▶ Aim
Copy the entries from the line with "Step 1: observe the image. Step 2: locate every smartphone." up to and including the line with "[408,175,425,202]", renaming "woman's" to "person's" throughout and leaving everything else unchanged. Return only those lines.

▶ Information supplied
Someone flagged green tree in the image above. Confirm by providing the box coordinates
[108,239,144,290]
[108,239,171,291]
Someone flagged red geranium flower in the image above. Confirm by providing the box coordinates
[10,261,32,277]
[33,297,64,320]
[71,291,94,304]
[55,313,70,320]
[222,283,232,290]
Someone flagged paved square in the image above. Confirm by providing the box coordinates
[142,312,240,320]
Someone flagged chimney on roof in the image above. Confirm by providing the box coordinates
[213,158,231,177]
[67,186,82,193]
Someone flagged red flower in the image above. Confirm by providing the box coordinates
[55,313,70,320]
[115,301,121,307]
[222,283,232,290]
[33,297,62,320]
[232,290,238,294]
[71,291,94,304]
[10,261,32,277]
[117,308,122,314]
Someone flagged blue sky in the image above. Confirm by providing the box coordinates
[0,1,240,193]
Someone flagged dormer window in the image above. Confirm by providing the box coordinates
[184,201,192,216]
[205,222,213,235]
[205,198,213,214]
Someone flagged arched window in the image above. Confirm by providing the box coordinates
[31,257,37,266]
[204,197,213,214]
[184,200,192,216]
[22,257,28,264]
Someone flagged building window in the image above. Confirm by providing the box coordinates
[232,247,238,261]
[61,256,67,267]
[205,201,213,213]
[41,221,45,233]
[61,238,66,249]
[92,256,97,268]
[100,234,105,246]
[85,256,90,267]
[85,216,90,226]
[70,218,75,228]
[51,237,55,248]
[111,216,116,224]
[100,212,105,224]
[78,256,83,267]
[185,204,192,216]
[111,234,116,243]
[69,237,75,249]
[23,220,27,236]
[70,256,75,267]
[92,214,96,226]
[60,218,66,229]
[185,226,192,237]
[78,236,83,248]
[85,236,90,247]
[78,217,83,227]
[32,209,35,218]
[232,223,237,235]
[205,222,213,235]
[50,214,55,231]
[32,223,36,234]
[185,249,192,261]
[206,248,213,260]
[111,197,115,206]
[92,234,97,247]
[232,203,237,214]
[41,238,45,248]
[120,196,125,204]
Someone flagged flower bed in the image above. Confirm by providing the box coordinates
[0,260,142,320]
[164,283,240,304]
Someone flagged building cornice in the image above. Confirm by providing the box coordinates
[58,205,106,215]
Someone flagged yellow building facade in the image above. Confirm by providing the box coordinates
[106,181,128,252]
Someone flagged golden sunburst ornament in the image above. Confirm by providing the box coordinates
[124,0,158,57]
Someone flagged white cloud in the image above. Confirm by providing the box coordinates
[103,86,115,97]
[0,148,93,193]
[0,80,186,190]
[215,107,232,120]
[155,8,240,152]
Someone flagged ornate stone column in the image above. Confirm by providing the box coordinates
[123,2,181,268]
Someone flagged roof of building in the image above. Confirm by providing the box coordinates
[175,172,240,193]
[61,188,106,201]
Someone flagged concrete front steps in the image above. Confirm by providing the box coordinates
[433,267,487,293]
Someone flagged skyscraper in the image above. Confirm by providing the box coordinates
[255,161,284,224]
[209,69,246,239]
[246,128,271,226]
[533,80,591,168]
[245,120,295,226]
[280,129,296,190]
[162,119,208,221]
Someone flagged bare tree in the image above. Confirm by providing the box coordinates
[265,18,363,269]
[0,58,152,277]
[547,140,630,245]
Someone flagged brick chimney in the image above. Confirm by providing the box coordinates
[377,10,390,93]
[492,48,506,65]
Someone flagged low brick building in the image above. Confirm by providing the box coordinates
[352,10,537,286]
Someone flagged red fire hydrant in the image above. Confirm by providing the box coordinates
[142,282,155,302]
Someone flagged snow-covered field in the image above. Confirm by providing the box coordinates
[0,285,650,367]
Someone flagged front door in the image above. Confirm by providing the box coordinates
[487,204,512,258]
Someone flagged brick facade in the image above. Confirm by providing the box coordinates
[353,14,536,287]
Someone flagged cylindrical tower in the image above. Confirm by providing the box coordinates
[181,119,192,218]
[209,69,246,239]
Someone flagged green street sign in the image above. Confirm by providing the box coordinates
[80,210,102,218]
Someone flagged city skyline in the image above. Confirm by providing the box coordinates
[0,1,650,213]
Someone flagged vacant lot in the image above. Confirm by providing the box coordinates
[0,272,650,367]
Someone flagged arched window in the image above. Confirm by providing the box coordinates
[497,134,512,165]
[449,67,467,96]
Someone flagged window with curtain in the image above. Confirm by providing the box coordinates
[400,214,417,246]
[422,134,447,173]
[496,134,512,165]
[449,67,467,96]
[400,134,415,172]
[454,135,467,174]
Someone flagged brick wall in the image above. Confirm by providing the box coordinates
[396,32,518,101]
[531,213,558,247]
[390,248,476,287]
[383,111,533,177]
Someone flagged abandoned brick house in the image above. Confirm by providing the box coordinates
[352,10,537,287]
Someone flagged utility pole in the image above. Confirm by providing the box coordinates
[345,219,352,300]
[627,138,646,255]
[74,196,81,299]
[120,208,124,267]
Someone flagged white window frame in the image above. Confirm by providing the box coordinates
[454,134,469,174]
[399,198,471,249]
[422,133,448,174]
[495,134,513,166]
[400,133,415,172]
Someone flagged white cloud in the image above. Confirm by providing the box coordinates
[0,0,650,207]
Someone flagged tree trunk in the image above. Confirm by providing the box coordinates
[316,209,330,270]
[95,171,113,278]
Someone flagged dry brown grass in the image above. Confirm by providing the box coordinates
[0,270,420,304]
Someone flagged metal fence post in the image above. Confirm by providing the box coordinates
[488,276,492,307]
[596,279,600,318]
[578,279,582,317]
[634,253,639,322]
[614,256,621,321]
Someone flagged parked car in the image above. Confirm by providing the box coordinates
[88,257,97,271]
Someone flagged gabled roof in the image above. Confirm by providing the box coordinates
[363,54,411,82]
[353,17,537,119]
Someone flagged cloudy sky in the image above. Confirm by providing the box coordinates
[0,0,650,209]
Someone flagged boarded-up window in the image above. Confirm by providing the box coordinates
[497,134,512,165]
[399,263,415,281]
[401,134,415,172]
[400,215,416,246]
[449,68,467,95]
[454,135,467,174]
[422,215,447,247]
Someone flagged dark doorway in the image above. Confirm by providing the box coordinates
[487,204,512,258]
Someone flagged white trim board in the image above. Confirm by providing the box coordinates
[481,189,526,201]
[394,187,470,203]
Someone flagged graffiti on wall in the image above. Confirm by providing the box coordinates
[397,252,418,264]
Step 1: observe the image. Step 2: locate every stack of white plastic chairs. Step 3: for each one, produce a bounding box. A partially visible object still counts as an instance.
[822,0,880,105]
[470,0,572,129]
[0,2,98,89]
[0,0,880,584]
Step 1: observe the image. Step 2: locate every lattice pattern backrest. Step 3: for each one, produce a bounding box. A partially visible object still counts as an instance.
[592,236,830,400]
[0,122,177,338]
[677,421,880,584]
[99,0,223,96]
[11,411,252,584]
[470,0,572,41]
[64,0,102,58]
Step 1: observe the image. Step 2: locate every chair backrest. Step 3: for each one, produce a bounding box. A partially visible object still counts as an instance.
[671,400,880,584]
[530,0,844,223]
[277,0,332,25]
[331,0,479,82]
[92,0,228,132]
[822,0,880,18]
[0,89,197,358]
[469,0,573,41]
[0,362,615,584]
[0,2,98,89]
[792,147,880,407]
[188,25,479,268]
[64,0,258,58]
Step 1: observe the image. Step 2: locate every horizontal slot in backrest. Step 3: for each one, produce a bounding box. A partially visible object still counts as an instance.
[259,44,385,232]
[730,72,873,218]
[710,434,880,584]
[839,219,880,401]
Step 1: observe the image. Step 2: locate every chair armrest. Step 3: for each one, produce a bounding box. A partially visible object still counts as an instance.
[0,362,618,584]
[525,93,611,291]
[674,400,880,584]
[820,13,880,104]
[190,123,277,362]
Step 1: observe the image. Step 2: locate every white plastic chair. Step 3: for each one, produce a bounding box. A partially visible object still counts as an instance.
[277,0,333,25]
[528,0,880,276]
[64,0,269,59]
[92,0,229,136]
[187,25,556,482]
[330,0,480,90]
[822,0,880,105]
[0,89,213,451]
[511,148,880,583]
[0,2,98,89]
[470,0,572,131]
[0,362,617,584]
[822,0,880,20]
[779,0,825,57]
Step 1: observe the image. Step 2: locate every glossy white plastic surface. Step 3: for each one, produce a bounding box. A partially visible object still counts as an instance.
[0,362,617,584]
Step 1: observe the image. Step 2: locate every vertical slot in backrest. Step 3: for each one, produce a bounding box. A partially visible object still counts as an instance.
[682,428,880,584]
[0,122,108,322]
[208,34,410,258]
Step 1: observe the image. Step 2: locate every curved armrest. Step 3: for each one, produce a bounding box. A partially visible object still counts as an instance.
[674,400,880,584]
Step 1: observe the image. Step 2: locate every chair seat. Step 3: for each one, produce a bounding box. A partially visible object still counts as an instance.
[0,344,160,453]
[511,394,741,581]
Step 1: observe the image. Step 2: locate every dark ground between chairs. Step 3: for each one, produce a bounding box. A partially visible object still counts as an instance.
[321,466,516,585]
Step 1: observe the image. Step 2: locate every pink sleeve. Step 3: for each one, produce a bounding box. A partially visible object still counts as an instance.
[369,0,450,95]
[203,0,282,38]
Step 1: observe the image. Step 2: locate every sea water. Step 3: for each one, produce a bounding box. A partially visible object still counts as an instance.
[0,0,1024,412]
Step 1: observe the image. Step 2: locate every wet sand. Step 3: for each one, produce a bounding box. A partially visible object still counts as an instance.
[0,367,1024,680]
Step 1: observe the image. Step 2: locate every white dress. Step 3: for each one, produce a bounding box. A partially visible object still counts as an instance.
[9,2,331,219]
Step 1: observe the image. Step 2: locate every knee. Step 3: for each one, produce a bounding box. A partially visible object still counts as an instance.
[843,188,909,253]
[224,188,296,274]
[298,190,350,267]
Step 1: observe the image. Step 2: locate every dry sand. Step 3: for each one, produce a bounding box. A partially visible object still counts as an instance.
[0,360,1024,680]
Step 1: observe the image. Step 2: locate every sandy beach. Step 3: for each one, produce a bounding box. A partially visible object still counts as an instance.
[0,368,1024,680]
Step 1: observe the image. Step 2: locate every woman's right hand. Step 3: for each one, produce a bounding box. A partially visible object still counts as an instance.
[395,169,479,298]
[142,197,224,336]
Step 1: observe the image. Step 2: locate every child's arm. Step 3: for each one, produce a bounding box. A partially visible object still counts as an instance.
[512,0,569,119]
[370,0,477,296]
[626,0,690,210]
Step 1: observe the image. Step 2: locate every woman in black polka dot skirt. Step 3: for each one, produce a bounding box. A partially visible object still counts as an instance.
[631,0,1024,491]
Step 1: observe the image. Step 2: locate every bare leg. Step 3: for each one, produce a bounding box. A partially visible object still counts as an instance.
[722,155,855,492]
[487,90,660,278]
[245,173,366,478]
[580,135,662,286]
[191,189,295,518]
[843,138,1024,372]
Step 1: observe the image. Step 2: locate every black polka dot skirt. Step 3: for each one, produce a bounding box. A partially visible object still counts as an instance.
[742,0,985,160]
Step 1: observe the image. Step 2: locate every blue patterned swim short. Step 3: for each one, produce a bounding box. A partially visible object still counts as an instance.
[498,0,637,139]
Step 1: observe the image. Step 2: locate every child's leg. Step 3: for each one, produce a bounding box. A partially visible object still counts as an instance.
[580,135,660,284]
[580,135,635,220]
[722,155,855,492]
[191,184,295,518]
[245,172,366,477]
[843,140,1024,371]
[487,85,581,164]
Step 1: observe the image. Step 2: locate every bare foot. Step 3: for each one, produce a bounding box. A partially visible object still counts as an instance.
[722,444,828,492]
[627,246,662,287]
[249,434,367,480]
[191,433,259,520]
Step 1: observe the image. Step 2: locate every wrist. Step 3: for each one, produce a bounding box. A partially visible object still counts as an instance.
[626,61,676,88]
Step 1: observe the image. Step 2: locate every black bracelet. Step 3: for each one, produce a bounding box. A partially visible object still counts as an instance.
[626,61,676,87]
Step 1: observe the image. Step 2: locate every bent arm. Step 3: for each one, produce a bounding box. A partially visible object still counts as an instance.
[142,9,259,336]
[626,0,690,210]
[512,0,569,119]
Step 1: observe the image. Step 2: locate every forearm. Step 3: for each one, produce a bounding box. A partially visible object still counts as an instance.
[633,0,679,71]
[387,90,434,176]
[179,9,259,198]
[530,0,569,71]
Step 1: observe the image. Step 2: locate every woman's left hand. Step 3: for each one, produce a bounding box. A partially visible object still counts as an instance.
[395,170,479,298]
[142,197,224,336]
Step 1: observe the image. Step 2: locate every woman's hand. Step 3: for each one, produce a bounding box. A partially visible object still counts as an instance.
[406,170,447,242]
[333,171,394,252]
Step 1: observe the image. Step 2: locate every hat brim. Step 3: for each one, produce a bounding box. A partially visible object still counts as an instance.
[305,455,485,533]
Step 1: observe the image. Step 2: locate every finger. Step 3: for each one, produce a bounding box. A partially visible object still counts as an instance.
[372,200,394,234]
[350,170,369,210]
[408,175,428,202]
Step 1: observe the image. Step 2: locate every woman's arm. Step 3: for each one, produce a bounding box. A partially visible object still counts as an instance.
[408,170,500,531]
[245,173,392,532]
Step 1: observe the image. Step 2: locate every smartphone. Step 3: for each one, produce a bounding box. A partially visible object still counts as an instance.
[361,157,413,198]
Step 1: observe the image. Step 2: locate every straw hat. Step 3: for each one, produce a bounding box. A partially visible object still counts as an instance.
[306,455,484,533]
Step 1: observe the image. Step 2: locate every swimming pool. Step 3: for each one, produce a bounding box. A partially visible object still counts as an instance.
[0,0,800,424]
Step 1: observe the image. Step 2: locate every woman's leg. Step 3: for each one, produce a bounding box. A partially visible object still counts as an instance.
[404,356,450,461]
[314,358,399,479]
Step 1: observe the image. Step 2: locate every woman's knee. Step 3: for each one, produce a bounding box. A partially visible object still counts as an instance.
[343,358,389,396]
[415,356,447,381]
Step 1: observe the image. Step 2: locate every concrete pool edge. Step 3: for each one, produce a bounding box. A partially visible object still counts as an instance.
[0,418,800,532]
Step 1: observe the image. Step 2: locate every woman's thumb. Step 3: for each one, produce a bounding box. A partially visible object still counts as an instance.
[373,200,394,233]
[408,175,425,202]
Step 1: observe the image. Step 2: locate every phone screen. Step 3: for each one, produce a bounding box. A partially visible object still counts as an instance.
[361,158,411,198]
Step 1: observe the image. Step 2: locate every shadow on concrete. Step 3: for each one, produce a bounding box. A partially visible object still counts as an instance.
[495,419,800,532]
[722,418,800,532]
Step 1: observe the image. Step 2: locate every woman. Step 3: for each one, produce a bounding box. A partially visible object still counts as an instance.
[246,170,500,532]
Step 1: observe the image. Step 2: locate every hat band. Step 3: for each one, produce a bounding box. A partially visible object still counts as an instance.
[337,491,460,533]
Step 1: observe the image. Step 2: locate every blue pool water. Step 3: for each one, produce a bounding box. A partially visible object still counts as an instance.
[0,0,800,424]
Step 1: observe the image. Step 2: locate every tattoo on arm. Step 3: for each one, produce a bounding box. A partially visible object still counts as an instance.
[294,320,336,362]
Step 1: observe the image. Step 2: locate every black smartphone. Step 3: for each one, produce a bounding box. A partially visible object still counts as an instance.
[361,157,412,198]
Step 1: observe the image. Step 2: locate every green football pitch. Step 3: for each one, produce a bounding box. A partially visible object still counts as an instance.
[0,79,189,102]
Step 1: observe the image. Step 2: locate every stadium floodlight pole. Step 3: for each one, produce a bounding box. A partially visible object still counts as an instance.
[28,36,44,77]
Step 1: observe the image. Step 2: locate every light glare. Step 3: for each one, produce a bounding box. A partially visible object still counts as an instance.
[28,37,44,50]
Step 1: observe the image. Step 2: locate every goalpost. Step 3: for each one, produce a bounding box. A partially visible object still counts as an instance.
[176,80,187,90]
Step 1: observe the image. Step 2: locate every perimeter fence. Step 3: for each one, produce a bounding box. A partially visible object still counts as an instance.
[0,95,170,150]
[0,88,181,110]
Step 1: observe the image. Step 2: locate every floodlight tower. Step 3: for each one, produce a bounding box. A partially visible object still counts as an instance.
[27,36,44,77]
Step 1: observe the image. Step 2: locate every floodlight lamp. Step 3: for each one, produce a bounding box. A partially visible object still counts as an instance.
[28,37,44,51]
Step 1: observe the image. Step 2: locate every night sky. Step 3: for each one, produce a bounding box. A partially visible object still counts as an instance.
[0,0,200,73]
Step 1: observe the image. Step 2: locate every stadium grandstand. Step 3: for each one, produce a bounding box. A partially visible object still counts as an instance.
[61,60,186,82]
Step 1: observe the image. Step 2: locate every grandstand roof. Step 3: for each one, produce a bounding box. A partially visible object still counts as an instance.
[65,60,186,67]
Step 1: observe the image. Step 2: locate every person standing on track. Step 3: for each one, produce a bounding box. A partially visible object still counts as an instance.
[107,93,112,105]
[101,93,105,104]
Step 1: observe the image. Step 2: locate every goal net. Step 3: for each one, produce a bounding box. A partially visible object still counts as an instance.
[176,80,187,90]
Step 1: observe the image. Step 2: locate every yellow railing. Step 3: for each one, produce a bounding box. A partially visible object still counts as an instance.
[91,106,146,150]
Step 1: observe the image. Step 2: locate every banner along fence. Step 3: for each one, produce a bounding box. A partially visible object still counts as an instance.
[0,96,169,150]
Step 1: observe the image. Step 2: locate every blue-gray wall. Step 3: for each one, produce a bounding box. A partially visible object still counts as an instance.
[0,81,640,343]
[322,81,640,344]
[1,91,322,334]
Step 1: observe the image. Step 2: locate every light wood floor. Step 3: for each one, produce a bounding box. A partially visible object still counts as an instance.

▶ Response
Step 1: observe the image. Step 2: locate every smartphone. Step 3: for each one, produce a bounding box. A partially visible object still counts as an instance.
[361,157,413,198]
Step 1: observe the image. Step 2: locate every straw hat. Step 3: for each one, produce a bounding box. A partially visible object still counts as an instance.
[306,455,484,533]
Step 1: observe the image. Step 2: locate every swimming pool. Step 3: for each one, produce a bounding box. A partially visible object still counts as an instance.
[0,0,800,424]
Step 1: observe the image. Step 2: locate every person's leg. Step 3: for each one, produce a bounding box. A partially visible object still counts as an instance.
[404,356,450,461]
[314,358,399,479]
Step 1: observe the image. Step 2: locate every person's knee. Step 3: for each one, produce a bounding box. A partially visible object still counts as an instance.
[343,358,389,396]
[415,356,447,381]
Step 1: observe the image. Step 2: locate every concrete pool edge. Step 3: for each one, produce a bounding box. A partially visible object still counts as an instance.
[0,418,800,532]
Step 1: observe the image. Step 2: locate every person's thumb. Step 3: for each one, produce a bounding box. A partially visible object still counts as an instance.
[373,200,394,233]
[408,175,425,202]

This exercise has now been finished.